Your instructions — Within the listing that follows, reproduce exactly the lines starting at the line with "Where can the bollard" and ending at the line with "Target: bollard", inclusive, and only those. Pictures are dropped.

Extracted entries —
○ ○ ○ ○ ○ ○ ○
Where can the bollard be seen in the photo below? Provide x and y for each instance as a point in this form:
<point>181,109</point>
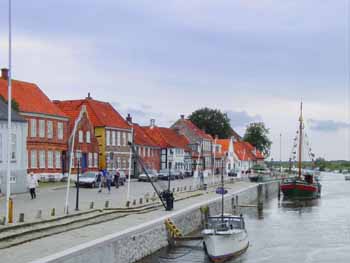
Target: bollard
○ ○ ○ ○ ○ ○ ○
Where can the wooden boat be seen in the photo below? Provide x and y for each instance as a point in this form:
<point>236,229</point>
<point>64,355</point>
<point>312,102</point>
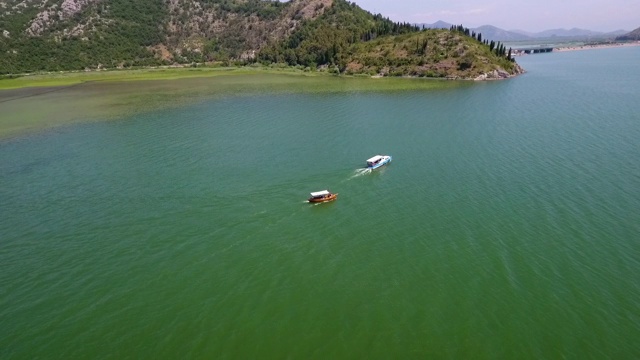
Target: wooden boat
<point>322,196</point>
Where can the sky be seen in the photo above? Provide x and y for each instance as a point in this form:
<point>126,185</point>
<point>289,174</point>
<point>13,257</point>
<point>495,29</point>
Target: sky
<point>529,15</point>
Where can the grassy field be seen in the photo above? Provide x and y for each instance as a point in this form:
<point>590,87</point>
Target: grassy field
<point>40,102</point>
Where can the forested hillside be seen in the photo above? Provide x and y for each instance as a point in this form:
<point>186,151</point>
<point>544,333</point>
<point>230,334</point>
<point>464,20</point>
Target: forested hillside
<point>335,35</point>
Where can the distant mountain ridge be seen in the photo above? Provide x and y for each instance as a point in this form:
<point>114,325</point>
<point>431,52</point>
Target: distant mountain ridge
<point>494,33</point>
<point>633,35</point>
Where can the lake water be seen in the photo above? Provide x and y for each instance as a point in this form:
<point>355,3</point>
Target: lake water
○ ○ ○ ○ ○ ○ ○
Solution to this problem —
Where can the bollard be seen in the photo below? Provide x and y for each instance as a point in this form:
<point>181,109</point>
Target: bollard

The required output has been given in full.